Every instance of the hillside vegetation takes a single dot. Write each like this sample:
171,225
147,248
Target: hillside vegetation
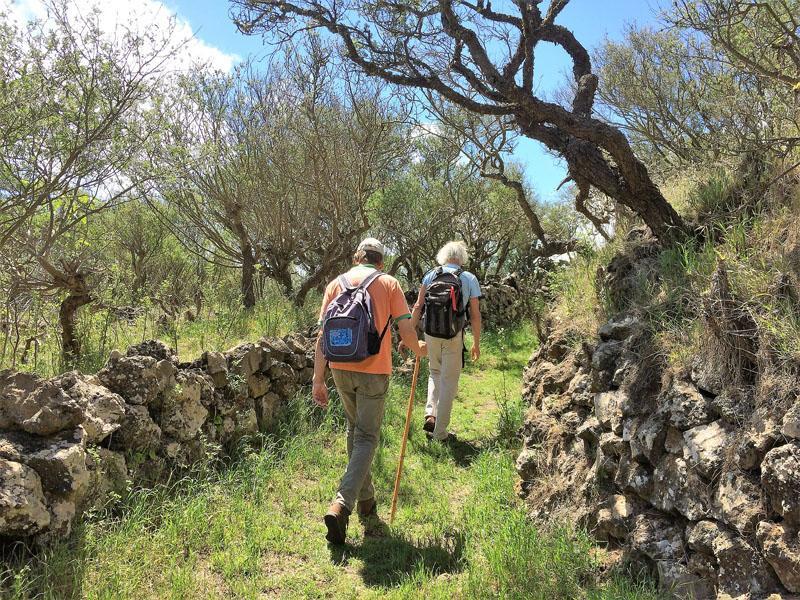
...
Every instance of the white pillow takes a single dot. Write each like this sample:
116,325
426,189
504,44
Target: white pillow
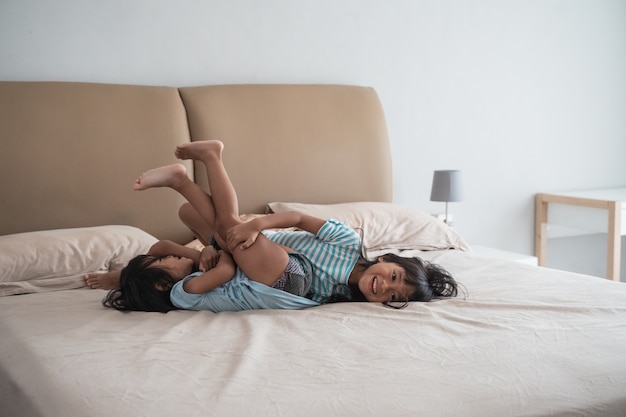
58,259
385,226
* * *
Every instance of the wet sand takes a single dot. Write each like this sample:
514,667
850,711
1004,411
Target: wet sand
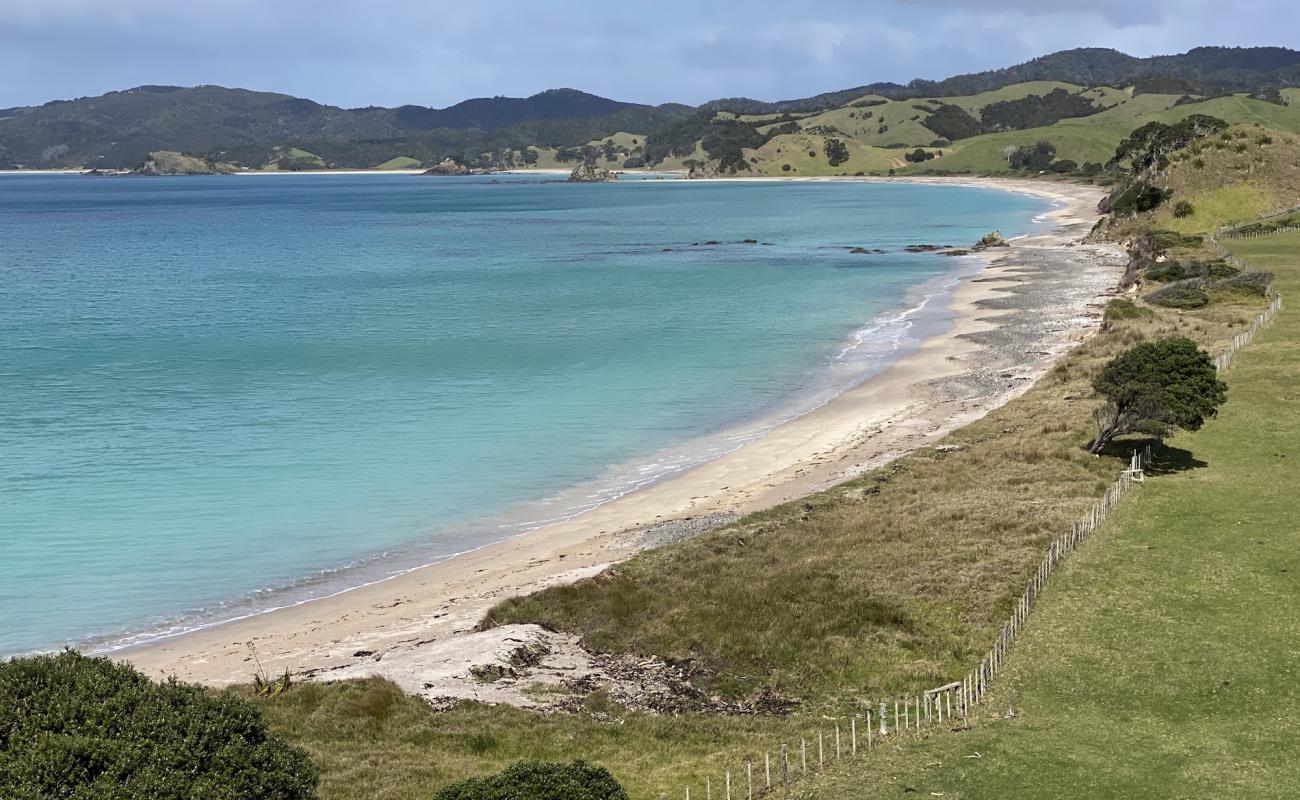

_Activity:_
The lines to return are those holding the string "sample" anywhere in the listing above.

_Response to the exercise:_
Every instance of the hillside vegetation takes a single dot. Write each like this sample:
Every instance of the white pillow takes a single dot. Write each like this sample:
Every instance of the wet sand takes a single dot. Write each like this sample:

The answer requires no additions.